Data entries

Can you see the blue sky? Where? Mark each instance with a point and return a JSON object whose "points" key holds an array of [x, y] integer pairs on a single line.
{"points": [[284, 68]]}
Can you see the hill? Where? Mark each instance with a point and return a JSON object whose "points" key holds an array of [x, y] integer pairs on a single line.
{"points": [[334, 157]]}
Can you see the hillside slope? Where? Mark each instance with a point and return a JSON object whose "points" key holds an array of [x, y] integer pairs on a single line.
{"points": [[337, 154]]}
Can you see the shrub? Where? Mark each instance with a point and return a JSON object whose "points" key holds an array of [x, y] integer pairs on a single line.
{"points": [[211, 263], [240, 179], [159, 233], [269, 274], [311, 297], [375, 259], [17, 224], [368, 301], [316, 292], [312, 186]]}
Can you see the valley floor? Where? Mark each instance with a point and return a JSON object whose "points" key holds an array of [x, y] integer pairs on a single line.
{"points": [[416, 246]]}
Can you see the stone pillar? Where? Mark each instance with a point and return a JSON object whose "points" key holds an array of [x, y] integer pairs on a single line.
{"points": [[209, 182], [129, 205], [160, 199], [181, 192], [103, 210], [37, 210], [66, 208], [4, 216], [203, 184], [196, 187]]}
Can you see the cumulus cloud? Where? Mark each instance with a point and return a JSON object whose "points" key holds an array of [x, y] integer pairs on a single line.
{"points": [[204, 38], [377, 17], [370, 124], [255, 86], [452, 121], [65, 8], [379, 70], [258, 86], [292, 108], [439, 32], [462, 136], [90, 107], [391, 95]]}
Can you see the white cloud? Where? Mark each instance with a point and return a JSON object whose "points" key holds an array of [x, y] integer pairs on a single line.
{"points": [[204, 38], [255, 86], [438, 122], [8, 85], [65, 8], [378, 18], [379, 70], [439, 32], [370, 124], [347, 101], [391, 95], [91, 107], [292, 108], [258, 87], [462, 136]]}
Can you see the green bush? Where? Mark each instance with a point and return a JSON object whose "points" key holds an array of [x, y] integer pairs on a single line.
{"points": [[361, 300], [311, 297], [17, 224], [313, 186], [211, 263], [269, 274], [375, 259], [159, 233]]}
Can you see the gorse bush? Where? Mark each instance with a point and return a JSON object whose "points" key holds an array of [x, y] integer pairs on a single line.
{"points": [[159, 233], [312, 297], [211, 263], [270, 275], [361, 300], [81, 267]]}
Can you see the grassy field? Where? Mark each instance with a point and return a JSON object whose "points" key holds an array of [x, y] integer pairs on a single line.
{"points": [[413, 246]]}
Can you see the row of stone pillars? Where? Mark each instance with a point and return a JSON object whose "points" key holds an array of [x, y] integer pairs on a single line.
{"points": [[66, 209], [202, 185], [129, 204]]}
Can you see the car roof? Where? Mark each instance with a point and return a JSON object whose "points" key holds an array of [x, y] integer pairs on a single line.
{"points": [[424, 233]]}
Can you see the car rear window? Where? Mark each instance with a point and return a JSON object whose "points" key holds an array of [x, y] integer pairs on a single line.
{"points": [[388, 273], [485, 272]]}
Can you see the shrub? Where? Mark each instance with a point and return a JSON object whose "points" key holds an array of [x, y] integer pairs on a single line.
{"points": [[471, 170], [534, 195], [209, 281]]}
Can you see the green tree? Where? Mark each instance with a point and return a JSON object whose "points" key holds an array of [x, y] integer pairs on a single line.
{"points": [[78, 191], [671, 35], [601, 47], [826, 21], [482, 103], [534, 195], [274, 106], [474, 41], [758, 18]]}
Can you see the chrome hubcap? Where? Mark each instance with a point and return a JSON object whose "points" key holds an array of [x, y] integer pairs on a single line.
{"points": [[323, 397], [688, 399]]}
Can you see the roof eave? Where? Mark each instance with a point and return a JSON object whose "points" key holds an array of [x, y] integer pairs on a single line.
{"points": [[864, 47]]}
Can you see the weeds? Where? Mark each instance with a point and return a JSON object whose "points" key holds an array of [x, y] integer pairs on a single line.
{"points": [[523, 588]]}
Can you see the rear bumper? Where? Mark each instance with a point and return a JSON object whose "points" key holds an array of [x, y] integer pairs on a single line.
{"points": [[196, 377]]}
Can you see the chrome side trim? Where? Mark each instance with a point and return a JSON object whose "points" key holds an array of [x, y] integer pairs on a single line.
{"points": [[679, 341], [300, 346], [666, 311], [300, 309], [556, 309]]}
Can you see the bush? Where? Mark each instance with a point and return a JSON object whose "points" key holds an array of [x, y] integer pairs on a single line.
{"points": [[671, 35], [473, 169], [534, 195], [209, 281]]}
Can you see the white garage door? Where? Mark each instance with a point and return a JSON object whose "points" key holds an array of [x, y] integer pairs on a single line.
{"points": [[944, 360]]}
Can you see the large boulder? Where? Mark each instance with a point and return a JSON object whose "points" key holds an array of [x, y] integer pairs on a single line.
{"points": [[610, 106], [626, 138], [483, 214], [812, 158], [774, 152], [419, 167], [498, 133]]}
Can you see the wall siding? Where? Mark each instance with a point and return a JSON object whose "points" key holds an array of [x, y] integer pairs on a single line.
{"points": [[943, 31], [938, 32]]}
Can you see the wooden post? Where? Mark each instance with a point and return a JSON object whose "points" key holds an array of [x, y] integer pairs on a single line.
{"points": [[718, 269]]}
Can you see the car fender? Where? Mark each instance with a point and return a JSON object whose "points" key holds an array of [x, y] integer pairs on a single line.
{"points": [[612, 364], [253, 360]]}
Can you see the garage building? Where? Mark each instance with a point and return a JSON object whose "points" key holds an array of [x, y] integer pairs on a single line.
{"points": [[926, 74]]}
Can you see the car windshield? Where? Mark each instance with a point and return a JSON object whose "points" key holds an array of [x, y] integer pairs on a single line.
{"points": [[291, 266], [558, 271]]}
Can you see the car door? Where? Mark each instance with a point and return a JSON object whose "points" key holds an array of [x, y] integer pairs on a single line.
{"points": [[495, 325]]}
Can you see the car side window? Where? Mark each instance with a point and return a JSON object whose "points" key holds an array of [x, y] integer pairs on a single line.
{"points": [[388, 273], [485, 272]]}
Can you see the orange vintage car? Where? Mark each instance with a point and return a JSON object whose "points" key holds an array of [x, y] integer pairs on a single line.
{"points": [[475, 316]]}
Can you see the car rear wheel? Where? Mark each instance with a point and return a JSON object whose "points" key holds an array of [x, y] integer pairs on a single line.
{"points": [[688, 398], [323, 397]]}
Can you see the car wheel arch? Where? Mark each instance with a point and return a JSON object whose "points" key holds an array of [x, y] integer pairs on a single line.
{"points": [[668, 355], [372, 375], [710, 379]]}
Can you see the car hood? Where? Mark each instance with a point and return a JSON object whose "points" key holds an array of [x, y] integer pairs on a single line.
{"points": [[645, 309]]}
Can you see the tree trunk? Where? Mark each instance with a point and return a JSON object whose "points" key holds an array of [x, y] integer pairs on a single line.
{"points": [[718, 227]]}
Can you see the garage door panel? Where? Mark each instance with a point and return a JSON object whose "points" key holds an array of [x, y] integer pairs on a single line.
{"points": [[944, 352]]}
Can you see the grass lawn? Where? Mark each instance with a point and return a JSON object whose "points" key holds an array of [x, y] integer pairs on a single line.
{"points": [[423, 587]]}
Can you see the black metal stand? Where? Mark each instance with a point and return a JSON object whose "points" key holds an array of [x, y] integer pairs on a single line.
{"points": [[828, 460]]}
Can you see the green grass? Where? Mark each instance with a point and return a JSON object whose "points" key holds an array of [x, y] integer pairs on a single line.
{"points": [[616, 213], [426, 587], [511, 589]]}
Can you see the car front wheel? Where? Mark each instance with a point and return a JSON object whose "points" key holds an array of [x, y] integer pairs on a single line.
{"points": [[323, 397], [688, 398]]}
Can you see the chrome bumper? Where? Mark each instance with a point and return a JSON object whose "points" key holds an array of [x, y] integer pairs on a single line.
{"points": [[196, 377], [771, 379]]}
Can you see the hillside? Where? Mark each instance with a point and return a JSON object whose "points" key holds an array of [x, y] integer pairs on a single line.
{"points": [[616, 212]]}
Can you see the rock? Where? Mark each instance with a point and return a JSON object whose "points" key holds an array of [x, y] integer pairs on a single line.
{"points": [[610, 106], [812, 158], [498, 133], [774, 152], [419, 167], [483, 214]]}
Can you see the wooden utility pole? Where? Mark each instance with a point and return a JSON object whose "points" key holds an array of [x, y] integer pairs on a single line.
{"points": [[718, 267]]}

- [Exercise objective] Take the line holding "Can you see the hillside?" and all lines after it through the end of the data, and set them down exactly.

- [Task response]
Can you see the hillside? Where? Mark each instance with a point and return a JSON object whose "points" key holds an array of [x, y] integer pairs on a single line.
{"points": [[616, 212]]}
Can you see the rock? Where? Mark each instance with a point and return a JSON object whose "points" key holds an array of [x, y] integer pairs on a single line.
{"points": [[610, 106], [812, 158], [498, 133], [774, 152], [419, 167], [483, 214]]}
Can you see the wooden utility pole? Where? Mark each instance with a point and return a JSON object whose "points" key holds an array of [x, y] integer pairs on a single line.
{"points": [[718, 267]]}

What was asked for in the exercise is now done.